-- Begin Data shown --
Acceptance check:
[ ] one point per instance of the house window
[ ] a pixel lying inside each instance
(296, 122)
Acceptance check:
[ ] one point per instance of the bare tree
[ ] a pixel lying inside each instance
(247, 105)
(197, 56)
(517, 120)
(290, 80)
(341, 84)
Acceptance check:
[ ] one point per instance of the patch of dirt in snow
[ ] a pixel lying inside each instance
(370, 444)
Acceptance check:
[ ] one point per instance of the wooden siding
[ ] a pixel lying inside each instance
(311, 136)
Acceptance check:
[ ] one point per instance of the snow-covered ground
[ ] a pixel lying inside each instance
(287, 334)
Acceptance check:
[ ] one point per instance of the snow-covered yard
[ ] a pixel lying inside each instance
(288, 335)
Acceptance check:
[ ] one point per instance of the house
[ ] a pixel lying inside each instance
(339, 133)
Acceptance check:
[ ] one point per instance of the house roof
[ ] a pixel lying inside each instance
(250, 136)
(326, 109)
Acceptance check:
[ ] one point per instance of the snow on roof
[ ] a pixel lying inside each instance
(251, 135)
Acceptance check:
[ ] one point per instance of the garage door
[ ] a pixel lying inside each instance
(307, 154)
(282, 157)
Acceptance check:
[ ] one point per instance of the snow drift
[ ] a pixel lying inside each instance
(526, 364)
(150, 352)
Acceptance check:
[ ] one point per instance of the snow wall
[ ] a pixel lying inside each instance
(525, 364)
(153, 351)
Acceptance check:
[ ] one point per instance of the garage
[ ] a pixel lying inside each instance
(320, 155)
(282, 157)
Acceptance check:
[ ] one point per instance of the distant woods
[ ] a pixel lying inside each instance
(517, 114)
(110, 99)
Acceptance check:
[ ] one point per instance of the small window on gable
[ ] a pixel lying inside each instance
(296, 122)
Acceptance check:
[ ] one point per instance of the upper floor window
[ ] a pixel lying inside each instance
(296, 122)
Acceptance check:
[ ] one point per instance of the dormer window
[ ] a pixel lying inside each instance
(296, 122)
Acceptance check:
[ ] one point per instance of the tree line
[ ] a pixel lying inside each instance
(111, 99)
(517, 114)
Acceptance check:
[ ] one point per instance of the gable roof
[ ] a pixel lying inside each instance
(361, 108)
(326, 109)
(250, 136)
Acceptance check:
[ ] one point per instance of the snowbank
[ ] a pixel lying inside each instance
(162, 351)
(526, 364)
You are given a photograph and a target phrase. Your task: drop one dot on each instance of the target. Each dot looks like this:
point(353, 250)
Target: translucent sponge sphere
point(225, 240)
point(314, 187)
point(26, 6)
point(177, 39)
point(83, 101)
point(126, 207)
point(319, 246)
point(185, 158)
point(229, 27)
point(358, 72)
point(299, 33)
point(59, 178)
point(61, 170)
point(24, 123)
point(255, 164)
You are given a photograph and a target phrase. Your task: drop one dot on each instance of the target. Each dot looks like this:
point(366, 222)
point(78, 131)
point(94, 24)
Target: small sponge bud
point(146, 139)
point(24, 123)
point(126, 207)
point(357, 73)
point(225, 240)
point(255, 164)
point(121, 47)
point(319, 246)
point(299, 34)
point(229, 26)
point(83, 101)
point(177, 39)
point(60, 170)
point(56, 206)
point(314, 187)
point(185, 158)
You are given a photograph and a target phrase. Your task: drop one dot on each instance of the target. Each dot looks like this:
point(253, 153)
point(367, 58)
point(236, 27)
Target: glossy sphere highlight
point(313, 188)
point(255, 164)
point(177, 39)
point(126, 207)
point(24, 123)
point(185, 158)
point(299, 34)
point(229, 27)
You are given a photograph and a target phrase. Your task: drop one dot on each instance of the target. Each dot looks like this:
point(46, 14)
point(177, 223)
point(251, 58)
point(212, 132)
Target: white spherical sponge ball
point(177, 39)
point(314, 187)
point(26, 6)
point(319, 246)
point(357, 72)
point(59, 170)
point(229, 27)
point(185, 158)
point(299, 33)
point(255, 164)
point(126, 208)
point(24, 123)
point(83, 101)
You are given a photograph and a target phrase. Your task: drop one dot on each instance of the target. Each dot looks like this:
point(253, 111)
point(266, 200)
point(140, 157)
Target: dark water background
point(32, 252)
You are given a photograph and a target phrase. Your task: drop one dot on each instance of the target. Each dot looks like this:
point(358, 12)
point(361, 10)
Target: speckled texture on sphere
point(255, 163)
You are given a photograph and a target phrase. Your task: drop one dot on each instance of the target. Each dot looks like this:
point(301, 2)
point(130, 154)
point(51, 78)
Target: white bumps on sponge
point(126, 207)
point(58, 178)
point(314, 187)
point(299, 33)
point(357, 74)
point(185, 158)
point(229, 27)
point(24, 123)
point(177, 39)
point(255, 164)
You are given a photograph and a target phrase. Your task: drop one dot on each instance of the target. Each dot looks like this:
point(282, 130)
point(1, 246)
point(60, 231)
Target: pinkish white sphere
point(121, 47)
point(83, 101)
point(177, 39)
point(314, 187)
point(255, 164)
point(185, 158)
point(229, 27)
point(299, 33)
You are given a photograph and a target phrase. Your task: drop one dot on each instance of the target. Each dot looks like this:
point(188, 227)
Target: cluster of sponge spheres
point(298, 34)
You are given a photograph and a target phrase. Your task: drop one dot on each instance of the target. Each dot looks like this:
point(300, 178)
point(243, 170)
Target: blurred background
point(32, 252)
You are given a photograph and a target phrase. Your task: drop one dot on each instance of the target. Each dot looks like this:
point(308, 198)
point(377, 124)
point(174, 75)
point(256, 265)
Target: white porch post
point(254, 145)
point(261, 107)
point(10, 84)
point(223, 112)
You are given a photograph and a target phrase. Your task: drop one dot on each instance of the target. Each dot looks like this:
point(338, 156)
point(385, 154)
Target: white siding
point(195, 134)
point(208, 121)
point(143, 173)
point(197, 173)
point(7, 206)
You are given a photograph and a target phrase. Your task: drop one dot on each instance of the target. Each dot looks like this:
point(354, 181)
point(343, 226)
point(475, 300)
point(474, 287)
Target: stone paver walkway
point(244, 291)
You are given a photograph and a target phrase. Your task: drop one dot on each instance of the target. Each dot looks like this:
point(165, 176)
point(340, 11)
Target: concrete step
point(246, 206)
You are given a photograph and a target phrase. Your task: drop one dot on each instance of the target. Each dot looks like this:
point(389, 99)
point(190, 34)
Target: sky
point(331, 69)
-- End Data shown --
Output every line above without altering anything.

Acceptance check:
[ ] one point per instance of the house window
[ ] a pixel lying inside each instance
(296, 122)
Acceptance check:
[ ] one point per instance of the bare tree
[ ] a pixel lying inside each instance
(247, 105)
(197, 56)
(517, 120)
(290, 80)
(341, 84)
Acceptance check:
[ ] one point per instance of the patch of dirt in snow
[ ] a pixel lying inside each instance
(370, 444)
Acceptance check:
[ ] one point per instance of the wooden siding
[ ] a pixel lying inside each instance
(311, 136)
Acceptance check:
[ ] one point per instance of the snow-covered ground
[ ] a pixel lying inside each instance
(287, 334)
Acceptance check:
[ ] one point per instance of the snow-covered yard
[ ] a pixel lying inside each instance
(288, 335)
Acceptance check:
[ ] one point per instance of the house
[ ] a pixel lying inside each instance
(339, 133)
Acceptance check:
[ ] one point per instance of the house roof
[ ] a pixel lying inside each instance
(250, 136)
(326, 109)
Acceptance check:
[ ] one point per instance of the snow on roof
[ ] a pixel lying inside each instance
(251, 135)
Acceptance check:
[ ] one point per instance of the garage door
[ ] a pixel lying inside each instance
(307, 154)
(282, 157)
Acceptance check:
[ ] one point per instance of the snow drift
[ ] a pixel lying inside each instance
(526, 364)
(150, 352)
Acceptance check:
[ ] one point per instance of the snow wall
[ ] a pixel lying inside each instance
(525, 364)
(153, 351)
Acceptance check:
[ ] one point per instance of the garage
[ ] a pixel lying inside each instance
(320, 155)
(282, 157)
Acceptance check:
[ ] one point per instance of the distant woods
[ ] a pixel lying inside each instance
(517, 114)
(110, 99)
Acceptance check:
[ ] one point per instance of the small window on gable
[ ] a pixel lying inside each instance
(296, 122)
Acceptance check:
[ ] one point per instance of the upper floor window
[ ] a pixel lying inside each instance
(296, 122)
Acceptance check:
[ ] one point per instance of the dormer window
[ ] a pixel lying inside each instance
(296, 122)
Acceptance check:
[ ] one point per instance of the tree line
[ ] a pixel lying inside each instance
(111, 99)
(517, 114)
Acceptance check:
[ ] one point per instance of the gable roof
[ ] a pixel lying inside each instance
(361, 108)
(326, 109)
(250, 136)
Acceptance check:
[ ] one point per instance of the snowbank
[ ] a pixel lying inside each instance
(162, 351)
(526, 364)
You are given a photograph and a target phrase. Your task: drop one dot on each instance of the target. Each dot looks like this:
point(353, 250)
Target: translucent sponge sphere
point(225, 240)
point(314, 187)
point(26, 6)
point(177, 39)
point(83, 101)
point(126, 207)
point(319, 246)
point(185, 158)
point(229, 27)
point(358, 72)
point(299, 33)
point(59, 178)
point(61, 170)
point(24, 123)
point(255, 164)
You are given a photograph and a target phrase. Your task: drop one dot on each instance of the target. Each dot looks like this:
point(366, 222)
point(78, 131)
point(94, 24)
Target: small sponge bud
point(146, 139)
point(24, 123)
point(126, 207)
point(357, 73)
point(225, 240)
point(255, 164)
point(121, 47)
point(319, 246)
point(299, 34)
point(229, 26)
point(83, 101)
point(177, 39)
point(60, 170)
point(56, 206)
point(314, 187)
point(185, 158)
You are given a photograph and a target phrase. Your task: drop one dot on each instance of the target. Each dot looks like this:
point(253, 153)
point(367, 58)
point(236, 27)
Target: glossy sphere highlight
point(313, 188)
point(255, 164)
point(177, 39)
point(126, 207)
point(24, 123)
point(185, 158)
point(299, 34)
point(229, 27)
You are given a photograph and a target phrase. Your task: drop one dot on each instance of the target. Each dot looks like this:
point(46, 14)
point(177, 223)
point(251, 58)
point(212, 132)
Target: white spherical sponge ball
point(177, 39)
point(314, 187)
point(26, 6)
point(319, 246)
point(357, 72)
point(59, 170)
point(229, 27)
point(185, 158)
point(299, 33)
point(255, 164)
point(126, 208)
point(24, 123)
point(83, 101)
You are given a photograph and a target phrase. Your task: drop one dot on each instance of the target. Each dot looks like this:
point(253, 111)
point(266, 200)
point(140, 157)
Target: dark water background
point(32, 252)
You are given a photograph and a target phrase. Your task: drop one dot on each instance of the target. Each dot looks like this:
point(358, 12)
point(361, 10)
Target: speckled texture on sphere
point(255, 163)
You are given a photograph and a target phrase. Your task: drop one dot on each instance of the target. Each dot looks like this:
point(301, 2)
point(130, 154)
point(51, 78)
Target: white bumps on sponge
point(126, 207)
point(58, 178)
point(314, 187)
point(299, 33)
point(357, 74)
point(185, 158)
point(229, 27)
point(24, 123)
point(177, 39)
point(255, 164)
You are given a photograph and a target phrase. Your task: drop one dot on each instance of the target. Each dot looks like this:
point(282, 130)
point(1, 246)
point(60, 231)
Target: pinkish white sphere
point(121, 47)
point(83, 101)
point(177, 39)
point(314, 187)
point(255, 164)
point(185, 158)
point(229, 27)
point(299, 33)
You are given a photograph and a target phrase. Your task: drop one dot on each instance of the target. Each dot looks like this:
point(188, 227)
Target: cluster of sponge spheres
point(298, 34)
You are given a photograph and a target phrase. Your task: drop one dot on each instance of the target. Each dot looks like this:
point(300, 178)
point(243, 170)
Target: blurred background
point(32, 252)
You are given a photograph and a target phrase. Your task: drop one dot on each instance of the target. Each dot looks like this:
point(308, 198)
point(377, 124)
point(174, 75)
point(256, 265)
Target: white porch post
point(254, 145)
point(261, 107)
point(10, 84)
point(223, 112)
You are given a photograph and a target phrase. Your task: drop one dot on each instance of the target. Each dot looks like this:
point(338, 156)
point(385, 154)
Target: white siding
point(195, 134)
point(208, 121)
point(143, 173)
point(197, 173)
point(7, 206)
You are given a photograph and a target phrase. Your task: drop one dot on each instance of the target. Each dot looks like this:
point(354, 181)
point(343, 226)
point(475, 300)
point(474, 287)
Target: stone paver walkway
point(244, 291)
You are given a photograph and a target phrase. Your task: drop one dot on each instance of the target. Each dot looks like this:
point(165, 176)
point(340, 11)
Target: concrete step
point(246, 206)
You are given a photograph and a target phrase. Your task: drop one dot on each instance of the target. Each dot looks like this:
point(389, 99)
point(190, 34)
Target: sky
point(331, 69)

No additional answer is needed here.